=== Data lines ===
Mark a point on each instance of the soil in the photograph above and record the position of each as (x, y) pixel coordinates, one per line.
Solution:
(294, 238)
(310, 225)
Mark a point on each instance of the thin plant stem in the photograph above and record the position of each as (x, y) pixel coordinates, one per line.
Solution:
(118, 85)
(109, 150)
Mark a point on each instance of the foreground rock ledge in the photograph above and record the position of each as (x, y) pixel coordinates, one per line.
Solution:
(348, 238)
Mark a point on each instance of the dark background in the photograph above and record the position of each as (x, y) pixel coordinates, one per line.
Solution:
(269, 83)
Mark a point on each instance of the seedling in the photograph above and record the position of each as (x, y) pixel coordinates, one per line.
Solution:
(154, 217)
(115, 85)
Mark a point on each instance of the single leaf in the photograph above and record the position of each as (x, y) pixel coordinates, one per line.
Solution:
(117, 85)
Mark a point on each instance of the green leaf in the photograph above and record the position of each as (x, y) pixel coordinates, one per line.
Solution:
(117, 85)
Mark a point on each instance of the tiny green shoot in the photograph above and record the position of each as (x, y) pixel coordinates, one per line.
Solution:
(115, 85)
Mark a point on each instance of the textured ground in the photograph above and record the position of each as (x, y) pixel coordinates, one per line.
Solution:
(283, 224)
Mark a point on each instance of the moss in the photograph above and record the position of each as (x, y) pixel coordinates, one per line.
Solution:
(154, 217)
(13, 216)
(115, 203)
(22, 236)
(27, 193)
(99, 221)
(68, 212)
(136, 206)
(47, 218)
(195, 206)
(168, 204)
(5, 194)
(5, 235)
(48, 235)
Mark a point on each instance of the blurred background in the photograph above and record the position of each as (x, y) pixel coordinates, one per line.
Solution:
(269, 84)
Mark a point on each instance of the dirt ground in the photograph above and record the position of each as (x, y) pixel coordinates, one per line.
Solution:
===
• _What is required_
Reproduce every entry above word for word, with each line in its original order.

• _Result of this task_
Mark a point on each instance of the soil in the photograph above and record the position of each as (x, y) pixel coordinates, one per line.
Solution:
(294, 238)
(310, 225)
Mark a point on each instance of the thin plant stem in the photograph above and record the position of each as (x, y) pixel coordinates, one per line.
Solution:
(118, 85)
(109, 150)
Mark a point on each instance of the foreground rock ledge in the photograph above and record the position of each as (x, y) pixel coordinates, one per line.
Solution:
(348, 238)
Mark a point on each instance of the dark background in the photograph above and record the position of each as (x, y) pixel coordinates, one per line.
Solution:
(269, 83)
Mark a point on each instance of the seedling in the photograph above and record the position of each as (x, y) pixel coordinates, one per line.
Solution:
(154, 217)
(115, 85)
Mark a point on each instance of the single leaf in the photograph above and record the position of each as (x, y) pixel coordinates, one per line.
Solution:
(117, 85)
Mark a point on each instance of the green leaf in the photograph above and record the position of each as (x, y) pixel coordinates, one per line.
Solution:
(117, 85)
Mark a point on each instance of the tiny green shoot in the photograph above and record the position of each as (x, y) pixel coordinates, one per line.
Solution:
(115, 85)
Mark a point on each instance of the textured ground in the photograph above and record the position of each as (x, y) pixel coordinates, one per line.
Solution:
(283, 224)
Mark a point on each instance of the moss in the photograph above and record the position of each as (x, y) pixel coordinates, one per line.
Solution:
(154, 217)
(13, 216)
(115, 203)
(22, 236)
(27, 193)
(99, 221)
(68, 212)
(136, 206)
(47, 218)
(195, 206)
(168, 204)
(5, 194)
(5, 235)
(48, 235)
Mark a point on each instance of the blurred background in the photograph above and record the position of each as (x, y) pixel coordinates, one per line.
Solution:
(269, 84)
Mark a point on each instance of the dirt ground in the photograph above and record the position of each as (x, y) pixel coordinates, one per line.
Solution:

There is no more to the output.